TACİR KAVRAMI VE TACİR OLMANIN HÜKÜMLERİ

TACİR KAVRAMI VE TACİR OLMANIN HÜKÜMLERİ

TACİR KAVRAMI VE TACİR OLMANIN HÜKÜMLERİ


TACİR KAVRAMI VE TACİR OLMANIN HÜKÜMLERİ

Genel Olarak

Tacir veya tüccar kavramı, başkası tarafından üretilen malların ticaretini yapan kimseler olarak tanımlanmıştır. Modern sistemi kabul eden Türk Ticaret Kanunu'nda temel kavramın ticareti işletme olmasına karşın; ticareti meslek edinen gerçek kişiler, yani tacirler ticaret hukukunun önemli konularından birisi olmuştur. Kimlerin tacir sıfatına haiz olacağını belirleyebilmek, tacir sıfatına haiz olanlara uygulanacak olan ticaret hukuku hükümlerinin belirlenebilmesi açısından ehemmiyet arz etmektedir. Zira ticari hükümlerin bir kısmı yalnızca tacir olanlara uygulanabilecektir.

Türk Ticaret Kanunu'nda tacir, gerçek ve tüzel kişi tacir olarak iki grupta düzenlenmiş olup, ayrıca TTK'nın 17. maddesinde tacirlere ilişkin hükümlerin donatma iştirakine de aynen uygulanacağı belirtilmiş ve ayrıca TTK'nın 195. maddesinin 5'inci fıkrasında hakim teşebbüsünde de tacir sayılacağı hükme bağlanmıştır. 

I- GERÇEK KİŞİ TACİR

Gerçek kişi tacir, Türk Ticaret Kanunu'nun 12. maddesinde "Bir ticari işletmeyi, kısmen de olsa kendi adına işleten kişiye tacir denir" şeklinde tarif edilmiştir. Aynı maddenin ikinci fıkrasında kanun koyucu bazı hallerde ticari işletme fiilen işletilmeye başlanmış olmasa bile, ticaret siciline tescil ve ilanı, tacir sayılmak için yeterli olarak görmüştür. Bazı durumlarda ise gerçek kişiler tacir olmasa bile tacir gibi sorumlu olarak kabul edilmiştir. 

A. GERÇEK KİŞİ TACİR SIFATININ UNSURLARI

a) Ticari İşletmenin Bulunması

Gerçek kişilerin tacir sıfatlarının doğması için ilk şart, bir ticari işletmenin varlığıdır. Ticari işletmesi bulunmayan bir kişinin tacir sıfatını kazanması kural olarak söz konusu değildir.

- _Gösterilen Öğeler_:
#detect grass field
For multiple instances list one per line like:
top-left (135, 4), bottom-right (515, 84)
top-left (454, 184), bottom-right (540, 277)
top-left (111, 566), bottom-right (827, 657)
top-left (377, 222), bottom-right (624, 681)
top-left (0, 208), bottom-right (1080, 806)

- _Yapılacak İş_: Tacir kavramına ilişkin metinde numarasıyla anılan Türk Ticaret Kanunu maddelerini, metinde geçtikleri sırayla yazın.

- _Görevin Çözümü_: 17. madde, 195. madde, 12. madde